#### DESCRIPTION OF THE TASK
Repeat the lines from the one containing "up the distant" through the end of the entries below, both ends included, and leave the pictures out.

** start PROVIDED DATA **

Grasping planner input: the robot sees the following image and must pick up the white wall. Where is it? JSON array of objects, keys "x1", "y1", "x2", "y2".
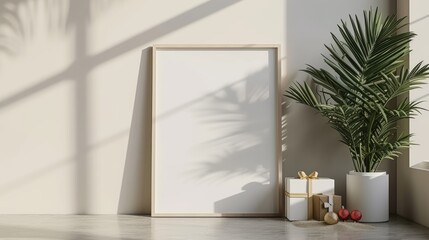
[
  {"x1": 0, "y1": 0, "x2": 394, "y2": 213},
  {"x1": 397, "y1": 0, "x2": 429, "y2": 227},
  {"x1": 284, "y1": 0, "x2": 396, "y2": 212}
]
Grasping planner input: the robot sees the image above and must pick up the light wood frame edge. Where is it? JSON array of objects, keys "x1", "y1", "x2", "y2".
[{"x1": 151, "y1": 44, "x2": 285, "y2": 217}]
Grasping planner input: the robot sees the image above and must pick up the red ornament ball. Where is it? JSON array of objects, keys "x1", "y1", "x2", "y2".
[
  {"x1": 338, "y1": 206, "x2": 350, "y2": 221},
  {"x1": 350, "y1": 210, "x2": 362, "y2": 222}
]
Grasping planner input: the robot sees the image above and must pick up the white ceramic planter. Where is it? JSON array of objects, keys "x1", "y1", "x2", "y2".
[{"x1": 346, "y1": 171, "x2": 389, "y2": 222}]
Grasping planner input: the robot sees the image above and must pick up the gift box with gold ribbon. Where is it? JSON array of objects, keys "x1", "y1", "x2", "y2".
[
  {"x1": 285, "y1": 171, "x2": 335, "y2": 221},
  {"x1": 313, "y1": 194, "x2": 341, "y2": 221}
]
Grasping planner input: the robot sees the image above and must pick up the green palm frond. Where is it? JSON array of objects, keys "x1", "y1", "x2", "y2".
[{"x1": 285, "y1": 9, "x2": 429, "y2": 172}]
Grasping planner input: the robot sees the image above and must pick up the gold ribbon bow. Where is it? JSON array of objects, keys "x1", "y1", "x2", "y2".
[{"x1": 298, "y1": 171, "x2": 319, "y2": 179}]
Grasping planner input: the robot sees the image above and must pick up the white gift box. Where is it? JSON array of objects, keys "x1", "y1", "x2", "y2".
[{"x1": 285, "y1": 177, "x2": 335, "y2": 221}]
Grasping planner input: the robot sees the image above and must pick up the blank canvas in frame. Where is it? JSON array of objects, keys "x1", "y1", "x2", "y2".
[{"x1": 152, "y1": 46, "x2": 282, "y2": 216}]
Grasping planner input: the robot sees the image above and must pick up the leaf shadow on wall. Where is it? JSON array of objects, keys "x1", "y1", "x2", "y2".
[{"x1": 0, "y1": 0, "x2": 240, "y2": 214}]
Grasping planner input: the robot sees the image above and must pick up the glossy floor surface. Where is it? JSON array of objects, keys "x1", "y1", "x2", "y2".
[{"x1": 0, "y1": 215, "x2": 429, "y2": 240}]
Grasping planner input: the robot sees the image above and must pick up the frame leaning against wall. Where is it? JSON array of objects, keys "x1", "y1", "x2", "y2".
[{"x1": 151, "y1": 44, "x2": 284, "y2": 217}]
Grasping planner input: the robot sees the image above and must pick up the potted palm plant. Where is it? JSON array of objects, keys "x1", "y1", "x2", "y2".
[{"x1": 285, "y1": 9, "x2": 429, "y2": 222}]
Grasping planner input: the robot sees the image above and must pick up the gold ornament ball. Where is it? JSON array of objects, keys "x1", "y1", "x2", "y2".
[{"x1": 323, "y1": 212, "x2": 340, "y2": 225}]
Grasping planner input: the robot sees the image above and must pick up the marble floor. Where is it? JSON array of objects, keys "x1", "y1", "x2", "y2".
[{"x1": 0, "y1": 215, "x2": 429, "y2": 240}]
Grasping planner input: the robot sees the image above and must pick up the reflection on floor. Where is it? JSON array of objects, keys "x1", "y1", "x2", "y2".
[{"x1": 0, "y1": 215, "x2": 429, "y2": 240}]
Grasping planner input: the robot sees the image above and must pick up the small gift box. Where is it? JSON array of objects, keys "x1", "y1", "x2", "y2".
[
  {"x1": 285, "y1": 171, "x2": 335, "y2": 221},
  {"x1": 313, "y1": 194, "x2": 341, "y2": 221}
]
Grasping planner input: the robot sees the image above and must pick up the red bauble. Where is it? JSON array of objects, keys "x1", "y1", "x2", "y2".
[
  {"x1": 338, "y1": 206, "x2": 350, "y2": 221},
  {"x1": 350, "y1": 210, "x2": 362, "y2": 222}
]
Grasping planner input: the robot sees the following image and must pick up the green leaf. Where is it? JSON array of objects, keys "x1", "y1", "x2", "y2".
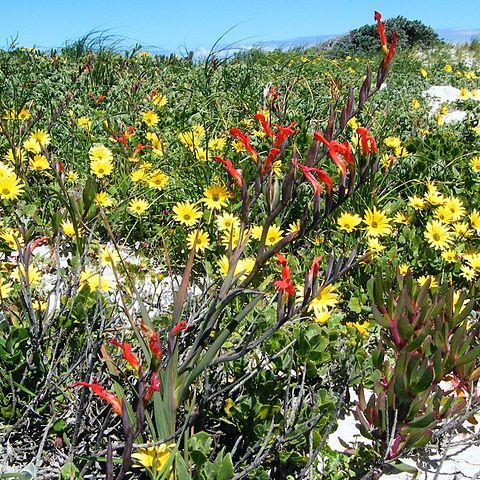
[
  {"x1": 60, "y1": 463, "x2": 82, "y2": 480},
  {"x1": 217, "y1": 453, "x2": 235, "y2": 480},
  {"x1": 410, "y1": 365, "x2": 433, "y2": 395},
  {"x1": 175, "y1": 452, "x2": 192, "y2": 480},
  {"x1": 390, "y1": 460, "x2": 418, "y2": 475},
  {"x1": 455, "y1": 345, "x2": 480, "y2": 367}
]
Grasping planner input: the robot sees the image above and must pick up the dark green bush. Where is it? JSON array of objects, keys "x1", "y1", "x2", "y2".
[{"x1": 324, "y1": 16, "x2": 442, "y2": 56}]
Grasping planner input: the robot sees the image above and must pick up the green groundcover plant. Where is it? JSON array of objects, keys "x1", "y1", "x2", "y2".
[{"x1": 0, "y1": 8, "x2": 480, "y2": 480}]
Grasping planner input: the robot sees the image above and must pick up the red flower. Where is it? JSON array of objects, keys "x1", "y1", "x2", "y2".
[
  {"x1": 262, "y1": 148, "x2": 280, "y2": 175},
  {"x1": 275, "y1": 253, "x2": 287, "y2": 267},
  {"x1": 230, "y1": 128, "x2": 258, "y2": 161},
  {"x1": 374, "y1": 12, "x2": 388, "y2": 51},
  {"x1": 70, "y1": 381, "x2": 123, "y2": 416},
  {"x1": 274, "y1": 267, "x2": 295, "y2": 298},
  {"x1": 28, "y1": 237, "x2": 50, "y2": 252},
  {"x1": 356, "y1": 127, "x2": 378, "y2": 155},
  {"x1": 143, "y1": 372, "x2": 160, "y2": 403},
  {"x1": 213, "y1": 156, "x2": 243, "y2": 188},
  {"x1": 140, "y1": 320, "x2": 163, "y2": 362},
  {"x1": 55, "y1": 160, "x2": 65, "y2": 173},
  {"x1": 292, "y1": 160, "x2": 333, "y2": 195},
  {"x1": 374, "y1": 12, "x2": 398, "y2": 69},
  {"x1": 172, "y1": 320, "x2": 187, "y2": 337},
  {"x1": 267, "y1": 86, "x2": 278, "y2": 103},
  {"x1": 108, "y1": 338, "x2": 142, "y2": 372},
  {"x1": 309, "y1": 255, "x2": 323, "y2": 278},
  {"x1": 273, "y1": 122, "x2": 298, "y2": 147},
  {"x1": 383, "y1": 32, "x2": 398, "y2": 68},
  {"x1": 253, "y1": 113, "x2": 273, "y2": 137},
  {"x1": 133, "y1": 143, "x2": 153, "y2": 157},
  {"x1": 313, "y1": 132, "x2": 355, "y2": 173}
]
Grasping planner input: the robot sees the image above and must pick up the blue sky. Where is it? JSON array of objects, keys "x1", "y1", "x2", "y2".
[{"x1": 0, "y1": 0, "x2": 480, "y2": 51}]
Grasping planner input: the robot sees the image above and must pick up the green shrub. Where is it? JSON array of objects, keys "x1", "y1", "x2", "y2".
[{"x1": 324, "y1": 16, "x2": 442, "y2": 56}]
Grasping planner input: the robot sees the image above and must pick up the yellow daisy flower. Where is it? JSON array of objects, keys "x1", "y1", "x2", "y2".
[
  {"x1": 0, "y1": 278, "x2": 12, "y2": 302},
  {"x1": 148, "y1": 170, "x2": 168, "y2": 190},
  {"x1": 408, "y1": 195, "x2": 425, "y2": 210},
  {"x1": 187, "y1": 230, "x2": 210, "y2": 251},
  {"x1": 337, "y1": 212, "x2": 362, "y2": 233},
  {"x1": 173, "y1": 202, "x2": 202, "y2": 227},
  {"x1": 424, "y1": 220, "x2": 453, "y2": 250},
  {"x1": 265, "y1": 225, "x2": 283, "y2": 247},
  {"x1": 127, "y1": 198, "x2": 148, "y2": 217},
  {"x1": 0, "y1": 173, "x2": 25, "y2": 200},
  {"x1": 363, "y1": 207, "x2": 391, "y2": 237},
  {"x1": 216, "y1": 213, "x2": 240, "y2": 232},
  {"x1": 142, "y1": 110, "x2": 158, "y2": 127},
  {"x1": 309, "y1": 284, "x2": 340, "y2": 314},
  {"x1": 30, "y1": 155, "x2": 52, "y2": 172},
  {"x1": 201, "y1": 185, "x2": 229, "y2": 210},
  {"x1": 30, "y1": 130, "x2": 52, "y2": 147},
  {"x1": 417, "y1": 275, "x2": 438, "y2": 288},
  {"x1": 470, "y1": 156, "x2": 480, "y2": 173},
  {"x1": 95, "y1": 192, "x2": 113, "y2": 208}
]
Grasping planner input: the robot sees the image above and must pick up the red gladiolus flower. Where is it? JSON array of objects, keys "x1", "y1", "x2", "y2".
[
  {"x1": 108, "y1": 338, "x2": 142, "y2": 372},
  {"x1": 172, "y1": 320, "x2": 187, "y2": 337},
  {"x1": 313, "y1": 132, "x2": 355, "y2": 173},
  {"x1": 143, "y1": 372, "x2": 160, "y2": 403},
  {"x1": 230, "y1": 128, "x2": 258, "y2": 161},
  {"x1": 273, "y1": 122, "x2": 298, "y2": 147},
  {"x1": 383, "y1": 32, "x2": 398, "y2": 68},
  {"x1": 253, "y1": 113, "x2": 273, "y2": 137},
  {"x1": 309, "y1": 255, "x2": 323, "y2": 277},
  {"x1": 28, "y1": 237, "x2": 50, "y2": 252},
  {"x1": 213, "y1": 156, "x2": 243, "y2": 188},
  {"x1": 356, "y1": 127, "x2": 378, "y2": 155},
  {"x1": 374, "y1": 12, "x2": 398, "y2": 69},
  {"x1": 140, "y1": 320, "x2": 163, "y2": 362},
  {"x1": 274, "y1": 267, "x2": 295, "y2": 298},
  {"x1": 133, "y1": 143, "x2": 153, "y2": 157},
  {"x1": 374, "y1": 12, "x2": 388, "y2": 55},
  {"x1": 292, "y1": 160, "x2": 333, "y2": 195},
  {"x1": 275, "y1": 253, "x2": 287, "y2": 267},
  {"x1": 113, "y1": 135, "x2": 127, "y2": 147},
  {"x1": 262, "y1": 148, "x2": 280, "y2": 175},
  {"x1": 267, "y1": 86, "x2": 278, "y2": 103},
  {"x1": 70, "y1": 381, "x2": 123, "y2": 416}
]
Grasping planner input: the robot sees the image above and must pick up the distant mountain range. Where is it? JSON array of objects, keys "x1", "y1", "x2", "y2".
[
  {"x1": 435, "y1": 28, "x2": 480, "y2": 43},
  {"x1": 229, "y1": 28, "x2": 480, "y2": 50}
]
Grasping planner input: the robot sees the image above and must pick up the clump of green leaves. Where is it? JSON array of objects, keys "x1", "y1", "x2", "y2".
[{"x1": 355, "y1": 273, "x2": 480, "y2": 476}]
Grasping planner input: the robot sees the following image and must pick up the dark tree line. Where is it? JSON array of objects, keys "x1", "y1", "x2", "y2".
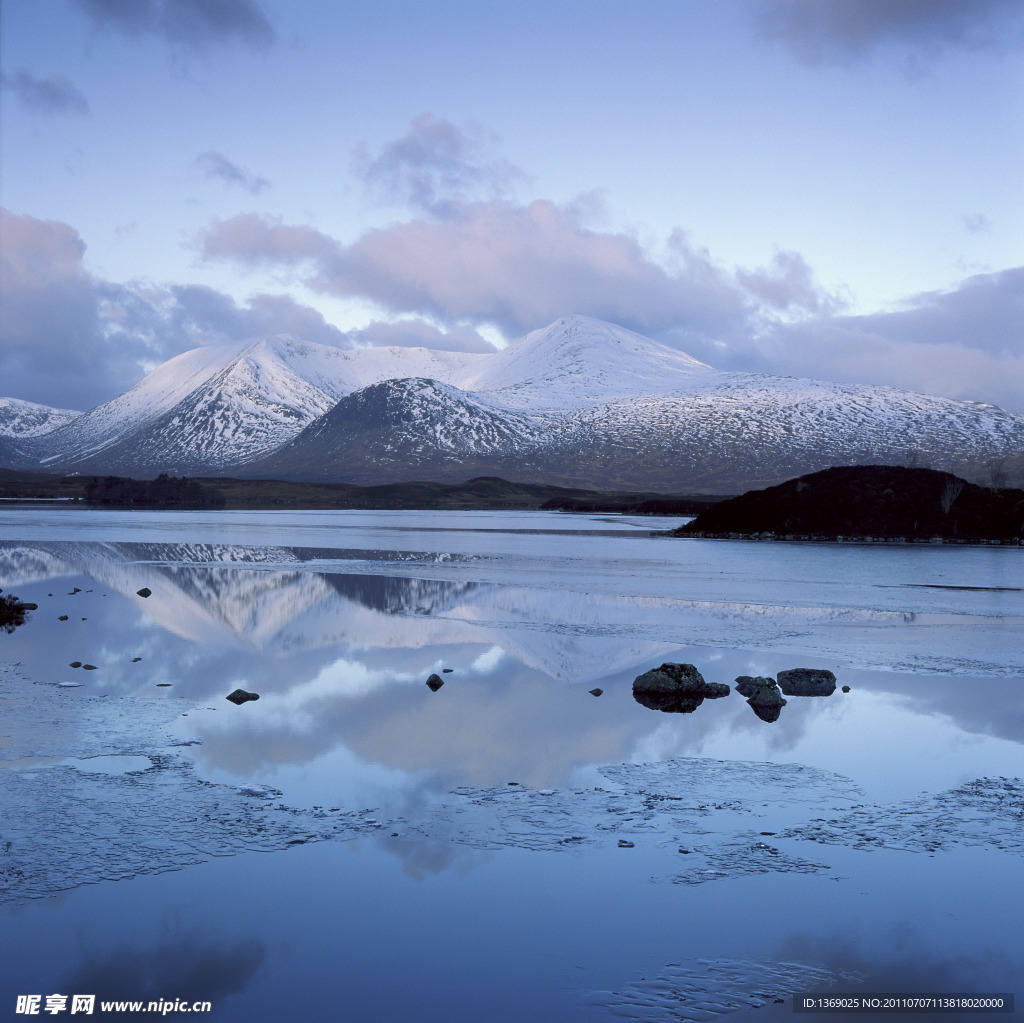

** end PROVIDED DATA **

#### EXERCISE SOLUTION
Grasping planner input: the robot sees the image above and must pick up the distant mountain range. Where is it? JSON array of objects, keys "x1", "y1", "x2", "y2".
[
  {"x1": 435, "y1": 28, "x2": 480, "y2": 43},
  {"x1": 229, "y1": 28, "x2": 480, "y2": 50}
]
Grasping planner input: the robot sees the image above and must pick up the clump of green leaves. Where is it? JSON array of objects, keys "x1", "y1", "x2", "y2".
[{"x1": 355, "y1": 273, "x2": 480, "y2": 476}]
Grasping planner input: the robot sees the following image and must pick up the dark tree line. Where is it? JSON array of objects, keys "x1", "y1", "x2", "y2".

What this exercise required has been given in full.